(Object pointing dataset rows)
====================

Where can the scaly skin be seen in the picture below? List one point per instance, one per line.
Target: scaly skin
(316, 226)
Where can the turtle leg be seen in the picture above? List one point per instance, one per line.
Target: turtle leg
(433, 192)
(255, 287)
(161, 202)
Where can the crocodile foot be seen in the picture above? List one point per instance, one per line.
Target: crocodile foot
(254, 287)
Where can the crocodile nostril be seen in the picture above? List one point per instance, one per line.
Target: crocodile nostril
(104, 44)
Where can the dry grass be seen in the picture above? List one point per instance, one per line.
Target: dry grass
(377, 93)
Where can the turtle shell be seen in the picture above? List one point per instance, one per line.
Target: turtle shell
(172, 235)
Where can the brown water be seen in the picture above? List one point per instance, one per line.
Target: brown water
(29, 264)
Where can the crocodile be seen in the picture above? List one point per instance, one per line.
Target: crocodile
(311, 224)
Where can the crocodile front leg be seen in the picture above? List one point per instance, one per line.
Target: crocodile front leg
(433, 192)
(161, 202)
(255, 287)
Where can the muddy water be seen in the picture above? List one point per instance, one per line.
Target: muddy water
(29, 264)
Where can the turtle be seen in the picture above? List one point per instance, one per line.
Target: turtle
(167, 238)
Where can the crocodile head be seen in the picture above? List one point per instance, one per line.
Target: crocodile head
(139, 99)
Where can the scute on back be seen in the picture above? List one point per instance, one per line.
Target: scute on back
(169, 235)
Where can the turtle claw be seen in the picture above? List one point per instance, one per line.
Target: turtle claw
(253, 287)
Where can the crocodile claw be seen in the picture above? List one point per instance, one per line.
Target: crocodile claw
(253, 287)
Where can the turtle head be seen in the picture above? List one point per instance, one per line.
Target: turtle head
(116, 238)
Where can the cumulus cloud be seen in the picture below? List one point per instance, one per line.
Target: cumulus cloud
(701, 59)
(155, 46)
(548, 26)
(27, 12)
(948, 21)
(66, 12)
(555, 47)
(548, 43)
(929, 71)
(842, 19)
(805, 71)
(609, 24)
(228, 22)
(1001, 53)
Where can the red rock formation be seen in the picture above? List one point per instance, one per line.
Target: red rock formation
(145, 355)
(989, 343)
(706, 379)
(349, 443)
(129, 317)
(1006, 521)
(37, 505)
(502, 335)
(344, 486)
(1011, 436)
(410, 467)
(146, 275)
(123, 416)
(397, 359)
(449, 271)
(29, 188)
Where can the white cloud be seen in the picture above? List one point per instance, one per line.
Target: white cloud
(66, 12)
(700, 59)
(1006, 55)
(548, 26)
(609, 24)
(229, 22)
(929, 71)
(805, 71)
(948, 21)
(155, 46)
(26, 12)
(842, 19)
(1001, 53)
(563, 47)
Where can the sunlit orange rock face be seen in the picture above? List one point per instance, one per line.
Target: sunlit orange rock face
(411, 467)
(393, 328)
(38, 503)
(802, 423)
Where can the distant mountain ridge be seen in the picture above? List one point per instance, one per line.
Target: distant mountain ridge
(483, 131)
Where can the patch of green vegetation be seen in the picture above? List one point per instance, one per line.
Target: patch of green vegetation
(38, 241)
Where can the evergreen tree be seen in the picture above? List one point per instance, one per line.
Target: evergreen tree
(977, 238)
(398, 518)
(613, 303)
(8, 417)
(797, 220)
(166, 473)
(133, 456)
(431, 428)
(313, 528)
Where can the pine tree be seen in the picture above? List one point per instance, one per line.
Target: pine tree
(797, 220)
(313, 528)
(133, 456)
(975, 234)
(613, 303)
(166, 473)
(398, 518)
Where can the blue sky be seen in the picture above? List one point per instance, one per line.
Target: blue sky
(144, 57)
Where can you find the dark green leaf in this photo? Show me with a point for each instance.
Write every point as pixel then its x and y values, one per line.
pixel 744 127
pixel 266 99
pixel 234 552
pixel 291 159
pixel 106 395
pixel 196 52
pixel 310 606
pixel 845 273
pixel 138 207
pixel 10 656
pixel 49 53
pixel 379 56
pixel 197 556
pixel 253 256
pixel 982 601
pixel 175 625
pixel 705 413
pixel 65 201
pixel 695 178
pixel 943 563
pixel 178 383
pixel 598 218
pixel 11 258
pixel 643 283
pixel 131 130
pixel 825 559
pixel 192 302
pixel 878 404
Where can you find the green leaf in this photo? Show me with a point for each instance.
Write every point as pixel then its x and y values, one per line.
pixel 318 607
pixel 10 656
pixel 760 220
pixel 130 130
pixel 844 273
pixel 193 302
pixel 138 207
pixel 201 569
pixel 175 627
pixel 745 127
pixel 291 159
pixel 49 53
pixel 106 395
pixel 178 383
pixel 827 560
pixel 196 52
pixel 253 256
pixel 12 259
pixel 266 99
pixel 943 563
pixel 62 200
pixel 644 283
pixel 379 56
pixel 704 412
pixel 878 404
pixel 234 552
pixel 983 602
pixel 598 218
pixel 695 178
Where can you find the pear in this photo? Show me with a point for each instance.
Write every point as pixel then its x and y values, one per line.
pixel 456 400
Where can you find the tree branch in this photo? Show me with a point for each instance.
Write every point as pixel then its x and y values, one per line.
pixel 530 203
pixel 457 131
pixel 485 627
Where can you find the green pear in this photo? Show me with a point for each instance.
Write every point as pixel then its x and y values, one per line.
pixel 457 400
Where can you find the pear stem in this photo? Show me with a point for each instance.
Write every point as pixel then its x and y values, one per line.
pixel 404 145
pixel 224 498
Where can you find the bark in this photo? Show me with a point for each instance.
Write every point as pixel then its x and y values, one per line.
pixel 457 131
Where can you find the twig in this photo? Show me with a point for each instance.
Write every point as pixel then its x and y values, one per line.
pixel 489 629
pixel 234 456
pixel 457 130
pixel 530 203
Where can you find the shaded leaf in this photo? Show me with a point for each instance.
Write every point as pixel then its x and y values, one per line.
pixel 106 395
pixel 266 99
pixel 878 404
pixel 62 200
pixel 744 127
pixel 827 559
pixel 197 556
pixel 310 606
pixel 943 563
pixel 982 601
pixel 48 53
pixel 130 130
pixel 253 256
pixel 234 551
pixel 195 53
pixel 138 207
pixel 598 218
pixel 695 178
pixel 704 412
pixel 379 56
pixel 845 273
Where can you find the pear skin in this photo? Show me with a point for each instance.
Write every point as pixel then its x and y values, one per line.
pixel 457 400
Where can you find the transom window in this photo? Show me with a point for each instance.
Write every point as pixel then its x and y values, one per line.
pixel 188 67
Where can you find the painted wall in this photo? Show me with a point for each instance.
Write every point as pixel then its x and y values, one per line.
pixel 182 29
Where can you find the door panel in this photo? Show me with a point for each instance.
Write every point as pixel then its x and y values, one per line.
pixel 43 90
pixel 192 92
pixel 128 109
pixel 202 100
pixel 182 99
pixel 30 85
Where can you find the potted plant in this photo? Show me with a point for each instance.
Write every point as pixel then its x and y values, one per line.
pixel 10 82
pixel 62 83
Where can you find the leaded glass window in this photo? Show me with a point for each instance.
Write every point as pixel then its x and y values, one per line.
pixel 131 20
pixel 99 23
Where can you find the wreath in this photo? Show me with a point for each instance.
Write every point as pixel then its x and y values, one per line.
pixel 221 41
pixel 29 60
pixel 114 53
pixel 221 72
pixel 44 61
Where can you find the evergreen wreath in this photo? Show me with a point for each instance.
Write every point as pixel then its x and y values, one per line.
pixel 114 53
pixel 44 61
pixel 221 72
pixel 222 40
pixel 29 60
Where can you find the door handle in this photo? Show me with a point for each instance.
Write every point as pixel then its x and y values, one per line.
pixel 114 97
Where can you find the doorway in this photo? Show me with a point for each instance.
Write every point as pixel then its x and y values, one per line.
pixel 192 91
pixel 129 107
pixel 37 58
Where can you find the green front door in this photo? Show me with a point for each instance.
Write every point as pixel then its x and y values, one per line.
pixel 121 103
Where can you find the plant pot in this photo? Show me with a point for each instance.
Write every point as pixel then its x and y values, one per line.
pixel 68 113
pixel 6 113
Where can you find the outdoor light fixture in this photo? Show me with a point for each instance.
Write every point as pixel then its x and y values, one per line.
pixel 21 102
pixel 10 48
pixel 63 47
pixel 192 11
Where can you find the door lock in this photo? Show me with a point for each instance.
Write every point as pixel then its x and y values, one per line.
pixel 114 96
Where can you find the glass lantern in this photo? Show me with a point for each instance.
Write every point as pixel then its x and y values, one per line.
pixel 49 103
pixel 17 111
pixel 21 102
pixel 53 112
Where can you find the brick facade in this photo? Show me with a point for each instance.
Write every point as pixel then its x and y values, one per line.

====================

TASK TO COMPLETE | Rewrite everything from the line containing "Where can you find the pear stem" down to the line containing "pixel 188 67", with "shaded leaf" replaced by "leaf in shadow" and all else left unchanged.

ANSWER |
Where can you find the pear stem in this photo? Show me with a point for each instance.
Write every point as pixel then its x and y values, one per line.
pixel 404 145
pixel 224 498
Where can you find the bark in this photo? Show me with a point for each instance.
Write every point as pixel then its x and y values, one per line.
pixel 457 131
Where can you find the twig in this photo? Show me with a point for each instance.
Write every point as pixel then its x and y values, one per line.
pixel 489 629
pixel 234 456
pixel 457 130
pixel 530 203
Where can you find the leaf in shadow in this photo? Show me with a point for each instance.
Write every point as pixel then its x and y values, one per line.
pixel 106 395
pixel 266 99
pixel 878 404
pixel 62 200
pixel 744 127
pixel 827 559
pixel 197 556
pixel 310 606
pixel 943 563
pixel 982 601
pixel 48 53
pixel 130 130
pixel 253 256
pixel 234 551
pixel 195 53
pixel 138 207
pixel 598 218
pixel 695 178
pixel 704 412
pixel 379 56
pixel 845 273
Where can you find the pear skin in this photo? Show me with a point for each instance.
Write every point as pixel then its x and y values, one per line.
pixel 457 400
Where can you find the transom window in this photo? Show me with a point for each instance.
Write every point as pixel then its x and y values, one per line.
pixel 188 67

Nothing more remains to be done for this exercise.